Full transcript here from the ABC science show you can also listen to the podcast.

Meet the man who changed the world forever​


 
Can you expand on the "entrenched inefficiencies" please?
It spans three basic areas:

First is the industry structure itself in an organisational sense.

For a start there's the regulatory process and the multiple bodies involved.

The Australian Energy Market Commission (AEMC) develops the rules.

The Australian Energy Market Operator (AEMO) handles the day to day operation of the market.

The Australian Energy Regulator (AER) enforces the rules and makes judgments on the regulatory proposals of network operators.

The Energy Security Board (ESB) coordinates the reform blue print and reports to another body, the Energy Council.

The Australian Competition and Consumer Commission (ACCC) provides recommendations, collates data and also undertakes some enforcement actions.

Now add to this every network operator needs to, on a routine basis, go through a rather lengthy process to have their network tariffs approved. That's a rather lengthy process, that each operator does individually. Here's an example, the 2023-24 proposal for the distribution network (only) in SA: https://www.sapowernetworks.com.au/public/download/?id=321379

Now add all the other regulators of various sorts that apply to business and the industry at a federal, state or local government level plus the likes of ASIC, the ASX and so on.

End result is there's a huge number of people employed doing all this regulation either as a regulator or on the other side proposing to do something or ensuring their organisation is compliant. If the aim was to make work for lawyers then that objective has undeniably been achieved.

Then there's the fragmentation of retail across numerous companies, each with a board, costs of business compliance and so on. And the big one, NEM-compliant billing systems at circa $100 million per retailer.

Second big issue is with what's built.

Simple example but if you were going to build some gas turbines or install a large battery then putting them somewhere that also overcomes a transmission constraint would "kill two birds with the one stone" and save money. That's just obvious.

Trouble is transmission companies don't build generation and with minor exception generation companies don't run transmission. See where this is going?

########

Translate this sentence from the passage above on Australia's energy market into Spanish: "The Australian Energy Market Operator (AEMO) handles the day to day operation of the market."

########

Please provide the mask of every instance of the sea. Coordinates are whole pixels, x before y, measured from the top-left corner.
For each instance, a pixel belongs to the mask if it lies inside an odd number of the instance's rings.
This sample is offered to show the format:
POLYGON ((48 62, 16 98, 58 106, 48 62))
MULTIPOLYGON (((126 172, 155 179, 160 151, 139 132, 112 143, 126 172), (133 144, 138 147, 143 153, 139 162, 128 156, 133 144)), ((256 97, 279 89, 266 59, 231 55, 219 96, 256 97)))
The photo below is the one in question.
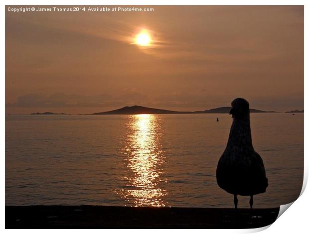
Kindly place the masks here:
MULTIPOLYGON (((300 195, 304 114, 252 113, 268 178, 254 208, 300 195)), ((228 114, 5 116, 6 206, 232 208, 216 180, 228 114), (217 121, 217 118, 219 121, 217 121)), ((239 208, 249 197, 238 196, 239 208)))

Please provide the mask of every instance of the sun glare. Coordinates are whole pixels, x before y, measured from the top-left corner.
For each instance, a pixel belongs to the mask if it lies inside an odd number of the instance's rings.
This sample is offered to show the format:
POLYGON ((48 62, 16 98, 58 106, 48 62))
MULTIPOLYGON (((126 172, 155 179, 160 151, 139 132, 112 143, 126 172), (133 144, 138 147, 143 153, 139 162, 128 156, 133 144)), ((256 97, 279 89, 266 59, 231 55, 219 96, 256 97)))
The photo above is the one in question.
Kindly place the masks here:
POLYGON ((151 37, 148 32, 145 30, 142 30, 137 35, 135 38, 135 43, 141 46, 149 46, 152 41, 151 37))

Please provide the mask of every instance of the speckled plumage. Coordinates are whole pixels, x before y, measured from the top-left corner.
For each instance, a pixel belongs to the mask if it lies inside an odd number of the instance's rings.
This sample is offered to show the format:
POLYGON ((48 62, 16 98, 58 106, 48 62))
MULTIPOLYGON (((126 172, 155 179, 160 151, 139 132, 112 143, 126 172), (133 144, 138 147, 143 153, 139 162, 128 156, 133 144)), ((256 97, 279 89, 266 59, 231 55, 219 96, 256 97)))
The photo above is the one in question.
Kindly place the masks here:
POLYGON ((237 98, 232 102, 232 115, 226 147, 218 163, 217 182, 219 186, 234 195, 253 196, 264 193, 268 186, 263 160, 252 145, 249 103, 237 98))

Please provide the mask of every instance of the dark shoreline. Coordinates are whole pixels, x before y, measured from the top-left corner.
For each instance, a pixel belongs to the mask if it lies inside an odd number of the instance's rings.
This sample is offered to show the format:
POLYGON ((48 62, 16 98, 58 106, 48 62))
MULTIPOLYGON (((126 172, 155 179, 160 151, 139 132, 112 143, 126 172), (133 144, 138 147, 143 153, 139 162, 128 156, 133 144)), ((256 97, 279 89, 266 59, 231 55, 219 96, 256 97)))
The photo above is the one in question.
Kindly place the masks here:
POLYGON ((279 208, 5 206, 5 229, 252 229, 272 224, 279 212, 279 208))

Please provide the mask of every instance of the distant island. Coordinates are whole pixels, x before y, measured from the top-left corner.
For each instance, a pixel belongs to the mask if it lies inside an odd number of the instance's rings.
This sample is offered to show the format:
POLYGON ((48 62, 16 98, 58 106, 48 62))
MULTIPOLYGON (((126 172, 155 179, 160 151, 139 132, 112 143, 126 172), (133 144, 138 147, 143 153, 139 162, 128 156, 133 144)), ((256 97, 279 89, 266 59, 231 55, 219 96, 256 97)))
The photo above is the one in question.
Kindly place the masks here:
MULTIPOLYGON (((93 113, 91 115, 138 115, 138 114, 229 114, 231 107, 225 107, 206 110, 205 111, 196 112, 177 112, 167 110, 157 109, 142 107, 141 106, 133 106, 125 107, 120 109, 114 110, 105 112, 93 113)), ((250 109, 252 113, 275 113, 276 112, 268 112, 256 109, 250 109)))
POLYGON ((290 111, 286 113, 304 113, 304 110, 295 110, 294 111, 290 111))
POLYGON ((44 112, 43 113, 40 113, 37 112, 36 113, 31 113, 31 115, 67 115, 65 113, 53 113, 52 112, 44 112))

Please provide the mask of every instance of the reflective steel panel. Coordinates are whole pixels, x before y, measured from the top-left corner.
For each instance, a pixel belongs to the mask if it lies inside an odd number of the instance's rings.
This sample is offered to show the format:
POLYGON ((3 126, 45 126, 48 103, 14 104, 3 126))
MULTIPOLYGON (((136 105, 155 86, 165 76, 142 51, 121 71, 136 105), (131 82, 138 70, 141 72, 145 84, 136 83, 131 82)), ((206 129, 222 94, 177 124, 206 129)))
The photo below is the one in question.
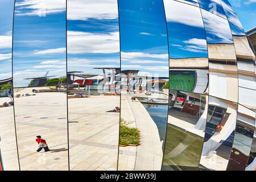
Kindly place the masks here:
POLYGON ((198 7, 164 1, 169 40, 170 88, 207 93, 208 60, 204 23, 198 7))
POLYGON ((16 0, 13 39, 14 87, 65 82, 65 0, 16 0))
POLYGON ((255 124, 255 113, 238 105, 237 125, 226 170, 244 171, 250 156, 255 124))
POLYGON ((160 170, 168 113, 162 1, 119 1, 121 109, 118 170, 160 170))
POLYGON ((71 170, 117 170, 120 114, 117 1, 68 1, 71 170))
POLYGON ((225 171, 234 140, 237 104, 209 97, 200 168, 225 171))
POLYGON ((199 0, 200 7, 226 19, 224 10, 219 0, 199 0))
MULTIPOLYGON (((176 1, 176 0, 175 0, 176 1)), ((188 3, 189 5, 194 5, 196 6, 199 6, 198 1, 197 0, 176 0, 177 1, 180 1, 181 2, 184 2, 185 3, 188 3)))
POLYGON ((204 10, 201 11, 208 43, 209 94, 237 102, 237 60, 228 20, 204 10))
POLYGON ((0 89, 0 158, 2 170, 19 170, 11 86, 0 89))
POLYGON ((246 171, 256 171, 256 130, 254 130, 253 143, 246 171))
POLYGON ((197 170, 207 123, 208 97, 170 90, 162 170, 197 170))
POLYGON ((245 36, 234 36, 238 71, 238 102, 256 111, 255 55, 245 36))
POLYGON ((15 88, 14 96, 20 169, 68 170, 66 90, 15 88))
POLYGON ((228 0, 220 0, 226 13, 231 27, 232 34, 245 35, 245 31, 237 17, 237 15, 231 6, 228 0))
POLYGON ((14 0, 0 2, 0 171, 19 169, 13 99, 14 7, 14 0))

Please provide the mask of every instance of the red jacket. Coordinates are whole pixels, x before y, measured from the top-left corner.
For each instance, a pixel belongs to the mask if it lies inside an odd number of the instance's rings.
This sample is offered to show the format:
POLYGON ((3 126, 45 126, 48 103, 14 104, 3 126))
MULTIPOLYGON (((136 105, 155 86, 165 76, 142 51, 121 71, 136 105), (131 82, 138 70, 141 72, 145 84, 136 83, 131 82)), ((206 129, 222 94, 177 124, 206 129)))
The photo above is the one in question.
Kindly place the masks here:
POLYGON ((41 139, 36 138, 36 141, 38 142, 38 144, 39 144, 40 142, 46 144, 46 141, 42 138, 41 138, 41 139))

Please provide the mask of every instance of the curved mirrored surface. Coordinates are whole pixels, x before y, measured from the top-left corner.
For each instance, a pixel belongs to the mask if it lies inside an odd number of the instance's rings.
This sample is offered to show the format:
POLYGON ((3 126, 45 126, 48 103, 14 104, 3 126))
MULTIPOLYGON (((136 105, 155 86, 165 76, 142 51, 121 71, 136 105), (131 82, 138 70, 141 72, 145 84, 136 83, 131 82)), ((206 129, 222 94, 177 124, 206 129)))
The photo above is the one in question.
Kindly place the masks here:
POLYGON ((226 19, 224 10, 219 0, 199 0, 199 3, 202 9, 226 19))
POLYGON ((162 170, 197 170, 207 123, 208 97, 170 90, 162 170))
POLYGON ((68 0, 67 8, 71 169, 117 170, 120 114, 117 1, 68 0))
POLYGON ((238 71, 238 102, 256 110, 256 82, 255 78, 255 55, 245 36, 234 36, 238 71))
POLYGON ((14 0, 0 2, 0 171, 19 169, 13 99, 14 6, 14 0))
POLYGON ((255 129, 255 113, 238 105, 232 150, 227 171, 244 171, 250 156, 255 129))
POLYGON ((161 1, 118 1, 121 108, 118 170, 160 170, 168 50, 161 1))
POLYGON ((210 96, 238 102, 236 51, 228 20, 201 10, 209 56, 210 96), (218 86, 218 85, 222 86, 218 86))
POLYGON ((251 151, 245 169, 246 171, 256 171, 256 130, 255 129, 251 151))
POLYGON ((226 17, 229 20, 230 26, 232 34, 238 34, 240 35, 245 35, 245 31, 237 17, 237 15, 234 11, 233 8, 231 6, 228 0, 220 0, 222 5, 223 9, 226 13, 226 17))
POLYGON ((62 85, 66 76, 66 1, 16 0, 14 87, 62 85))
POLYGON ((208 92, 207 44, 200 9, 176 1, 164 1, 170 55, 170 88, 208 92))
POLYGON ((209 97, 200 168, 225 171, 234 140, 237 104, 209 97))
POLYGON ((20 169, 68 170, 66 90, 14 88, 14 97, 20 169))

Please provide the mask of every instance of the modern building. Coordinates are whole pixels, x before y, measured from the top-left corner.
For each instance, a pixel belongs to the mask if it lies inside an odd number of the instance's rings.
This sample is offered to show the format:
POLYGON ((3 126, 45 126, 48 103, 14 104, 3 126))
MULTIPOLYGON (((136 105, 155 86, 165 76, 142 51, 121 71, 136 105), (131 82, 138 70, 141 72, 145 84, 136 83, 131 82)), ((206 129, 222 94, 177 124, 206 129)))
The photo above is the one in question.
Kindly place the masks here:
POLYGON ((254 53, 256 54, 256 27, 251 28, 246 32, 247 36, 251 43, 254 49, 254 53))
POLYGON ((256 170, 228 0, 67 1, 0 6, 0 171, 256 170))

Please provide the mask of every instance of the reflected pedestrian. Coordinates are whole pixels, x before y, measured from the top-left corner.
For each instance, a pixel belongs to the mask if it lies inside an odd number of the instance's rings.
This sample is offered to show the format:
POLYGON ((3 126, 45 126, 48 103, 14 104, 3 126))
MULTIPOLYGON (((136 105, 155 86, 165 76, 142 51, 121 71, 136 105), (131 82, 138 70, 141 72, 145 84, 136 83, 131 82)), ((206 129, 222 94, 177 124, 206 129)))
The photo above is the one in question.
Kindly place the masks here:
POLYGON ((40 135, 36 136, 36 141, 38 144, 38 149, 36 150, 38 152, 40 152, 43 148, 44 148, 45 152, 50 151, 48 147, 47 144, 46 143, 46 140, 43 139, 40 135))

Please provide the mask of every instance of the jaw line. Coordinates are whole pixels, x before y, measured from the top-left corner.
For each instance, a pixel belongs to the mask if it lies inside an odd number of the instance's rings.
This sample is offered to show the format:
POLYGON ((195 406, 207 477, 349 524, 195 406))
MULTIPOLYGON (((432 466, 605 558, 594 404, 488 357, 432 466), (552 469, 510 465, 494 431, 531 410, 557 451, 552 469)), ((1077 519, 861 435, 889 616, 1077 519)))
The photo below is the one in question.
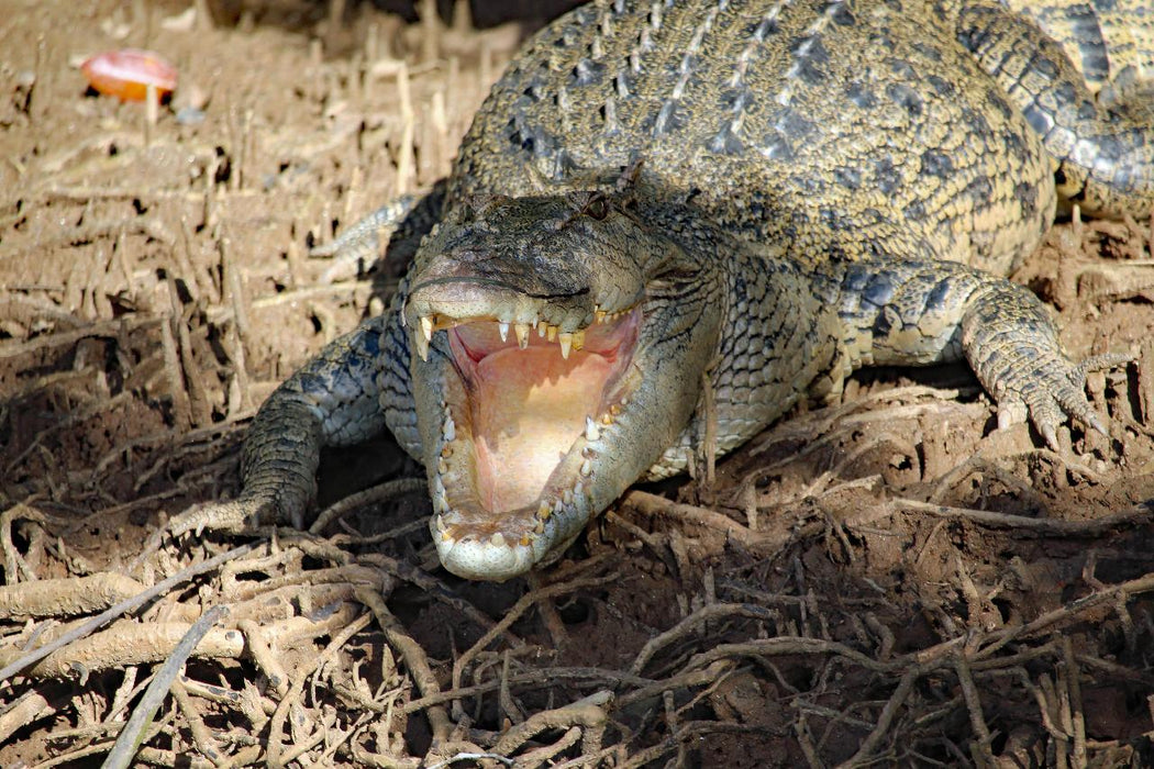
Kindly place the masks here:
MULTIPOLYGON (((469 322, 472 319, 457 322, 452 327, 469 322)), ((470 392, 469 375, 460 370, 452 354, 458 352, 455 342, 437 340, 439 354, 430 363, 440 369, 443 407, 436 453, 427 455, 426 467, 434 505, 429 529, 445 568, 466 579, 492 581, 523 574, 548 560, 548 556, 560 556, 587 520, 617 496, 614 492, 606 499, 604 492, 597 493, 597 480, 608 469, 604 461, 605 438, 614 431, 614 417, 636 386, 636 377, 625 375, 632 370, 638 352, 640 323, 639 309, 630 310, 628 317, 617 322, 621 329, 614 329, 614 333, 621 334, 621 339, 616 353, 622 357, 602 385, 601 402, 593 406, 597 417, 586 419, 586 427, 574 436, 537 500, 530 506, 499 512, 481 504, 478 490, 478 437, 473 432, 471 401, 475 392, 470 392), (443 352, 447 347, 451 352, 443 352)))

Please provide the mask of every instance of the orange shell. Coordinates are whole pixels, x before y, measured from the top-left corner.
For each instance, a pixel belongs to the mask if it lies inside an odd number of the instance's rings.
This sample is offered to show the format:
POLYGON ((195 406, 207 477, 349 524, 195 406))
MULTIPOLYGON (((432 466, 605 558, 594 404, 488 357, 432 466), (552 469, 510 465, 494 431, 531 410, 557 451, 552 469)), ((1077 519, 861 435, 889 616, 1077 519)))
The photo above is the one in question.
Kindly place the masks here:
POLYGON ((106 51, 87 59, 80 69, 89 85, 121 101, 143 101, 149 85, 156 86, 162 100, 177 88, 177 68, 152 51, 106 51))

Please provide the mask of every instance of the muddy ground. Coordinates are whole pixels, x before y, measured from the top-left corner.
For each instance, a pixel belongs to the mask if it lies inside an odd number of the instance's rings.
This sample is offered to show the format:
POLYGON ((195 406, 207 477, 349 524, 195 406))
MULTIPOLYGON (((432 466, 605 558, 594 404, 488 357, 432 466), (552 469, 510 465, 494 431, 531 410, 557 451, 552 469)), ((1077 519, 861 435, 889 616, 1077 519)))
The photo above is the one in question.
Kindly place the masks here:
POLYGON ((1154 764, 1151 221, 1065 224, 1016 276, 1074 356, 1134 355, 1088 383, 1109 437, 1052 452, 961 368, 867 371, 533 581, 440 570, 388 439, 327 454, 321 508, 368 491, 312 531, 172 536, 237 492, 272 387, 381 307, 388 270, 309 247, 442 176, 540 21, 8 5, 0 764, 95 766, 153 679, 136 763, 1154 764), (180 70, 155 121, 85 95, 76 63, 125 46, 180 70))

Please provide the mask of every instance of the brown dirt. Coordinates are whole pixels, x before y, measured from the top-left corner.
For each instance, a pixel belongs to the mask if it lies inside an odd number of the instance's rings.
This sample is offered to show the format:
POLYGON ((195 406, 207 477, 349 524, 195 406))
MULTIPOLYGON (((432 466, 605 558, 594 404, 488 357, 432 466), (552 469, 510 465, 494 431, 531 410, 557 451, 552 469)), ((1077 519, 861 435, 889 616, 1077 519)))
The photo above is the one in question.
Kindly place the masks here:
MULTIPOLYGON (((379 306, 387 281, 321 285, 308 244, 443 175, 519 35, 240 7, 0 22, 0 666, 246 542, 149 537, 235 493, 254 407, 379 306), (75 67, 129 45, 180 69, 155 125, 75 67)), ((1152 238, 1067 224, 1017 276, 1073 355, 1137 355, 1089 382, 1110 437, 1076 425, 1054 453, 995 430, 962 369, 862 372, 715 483, 631 492, 532 583, 436 568, 422 495, 394 495, 250 540, 0 681, 0 764, 100 760, 224 604, 138 761, 1151 766, 1152 238), (477 688, 428 696, 451 687, 477 688)), ((414 473, 387 439, 330 452, 321 504, 414 473)))

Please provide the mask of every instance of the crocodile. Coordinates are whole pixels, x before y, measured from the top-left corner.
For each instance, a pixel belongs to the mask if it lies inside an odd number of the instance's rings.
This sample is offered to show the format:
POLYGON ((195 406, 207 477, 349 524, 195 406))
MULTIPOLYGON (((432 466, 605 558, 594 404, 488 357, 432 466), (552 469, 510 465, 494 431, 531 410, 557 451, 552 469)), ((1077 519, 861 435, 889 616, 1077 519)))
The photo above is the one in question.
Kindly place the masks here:
POLYGON ((321 447, 388 428, 426 468, 442 564, 505 580, 635 482, 724 455, 871 364, 967 361, 999 427, 1028 417, 1054 446, 1069 420, 1106 432, 1086 374, 1127 357, 1071 360, 1005 276, 1059 204, 1154 205, 1154 14, 1108 5, 1129 47, 1064 0, 560 17, 493 86, 450 176, 338 241, 432 212, 390 310, 269 398, 241 495, 198 520, 299 526, 321 447))

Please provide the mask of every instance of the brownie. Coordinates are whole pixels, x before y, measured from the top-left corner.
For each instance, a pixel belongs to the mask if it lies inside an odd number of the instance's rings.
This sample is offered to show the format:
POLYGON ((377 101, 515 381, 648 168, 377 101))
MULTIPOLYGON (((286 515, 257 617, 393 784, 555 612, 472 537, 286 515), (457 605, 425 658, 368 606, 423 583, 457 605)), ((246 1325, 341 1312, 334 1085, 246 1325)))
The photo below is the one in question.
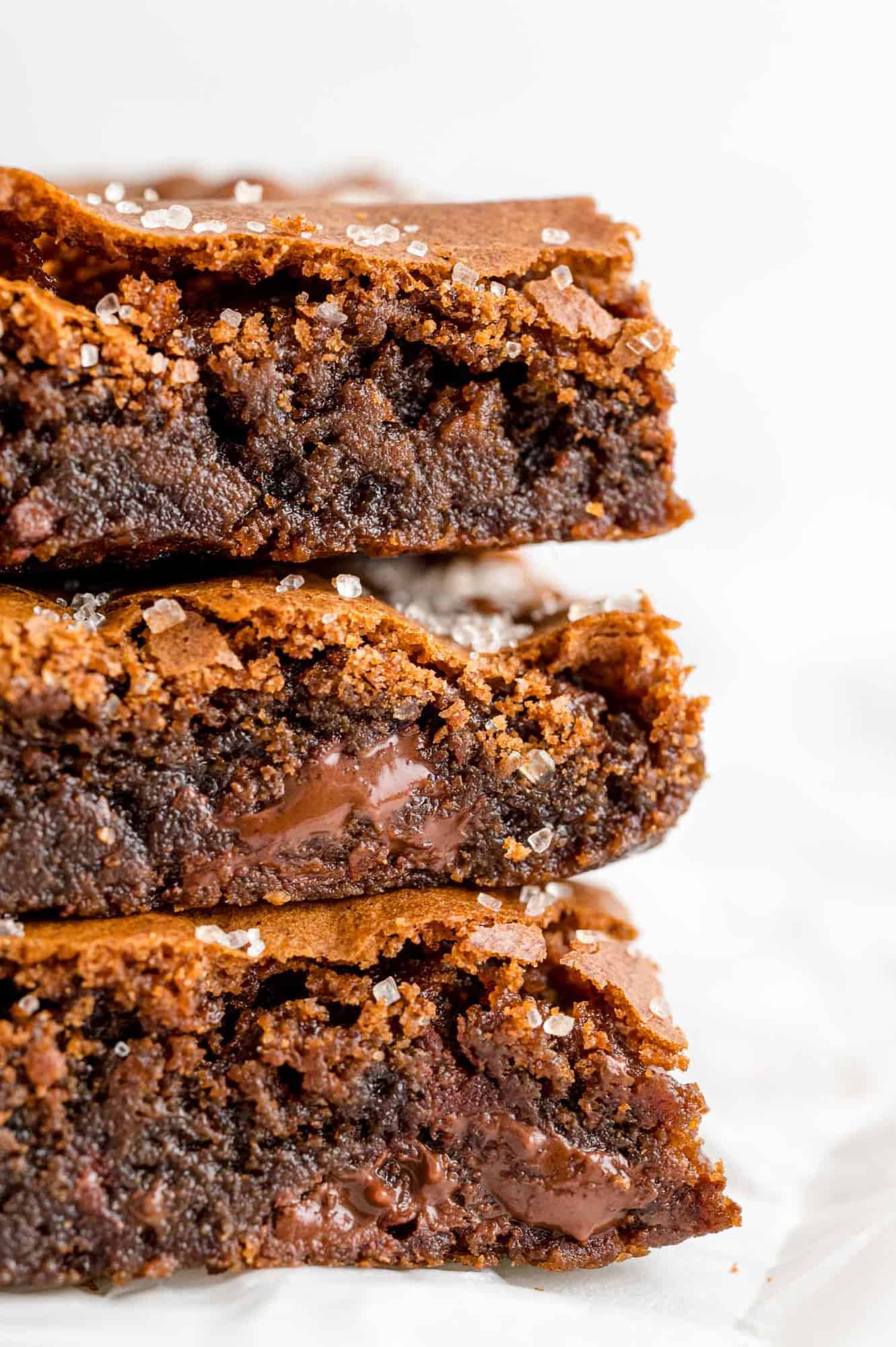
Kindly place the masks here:
POLYGON ((5 919, 0 1282, 597 1268, 737 1224, 652 964, 560 888, 5 919))
POLYGON ((363 589, 0 586, 0 912, 533 884, 686 808, 704 703, 646 601, 568 606, 500 558, 354 564, 363 589))
POLYGON ((630 240, 584 198, 186 205, 0 170, 0 566, 681 524, 630 240))

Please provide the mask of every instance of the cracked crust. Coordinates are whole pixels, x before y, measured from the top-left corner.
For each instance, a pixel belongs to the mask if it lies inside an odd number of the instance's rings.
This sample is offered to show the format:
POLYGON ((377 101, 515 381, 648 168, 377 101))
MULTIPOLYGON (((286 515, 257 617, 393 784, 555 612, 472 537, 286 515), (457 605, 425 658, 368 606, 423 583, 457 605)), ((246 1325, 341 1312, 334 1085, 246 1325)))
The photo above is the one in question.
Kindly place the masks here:
POLYGON ((223 232, 0 170, 0 563, 301 562, 689 516, 670 337, 631 284, 631 229, 591 201, 190 211, 223 232), (362 221, 398 238, 359 244, 362 221), (100 321, 109 294, 126 319, 100 321))

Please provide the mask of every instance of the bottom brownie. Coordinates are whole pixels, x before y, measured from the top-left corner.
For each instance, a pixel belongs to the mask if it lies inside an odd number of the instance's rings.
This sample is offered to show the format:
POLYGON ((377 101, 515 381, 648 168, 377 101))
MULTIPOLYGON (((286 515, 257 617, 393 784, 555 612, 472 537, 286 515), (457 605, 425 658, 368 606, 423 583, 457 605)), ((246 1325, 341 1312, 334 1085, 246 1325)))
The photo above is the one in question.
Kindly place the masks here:
POLYGON ((597 889, 0 919, 0 1282, 593 1268, 737 1224, 597 889))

########

▸ **Response**: El Operador del Mercado Energético de Australia (AEMO) se encarga del funcionamiento diario del mercado.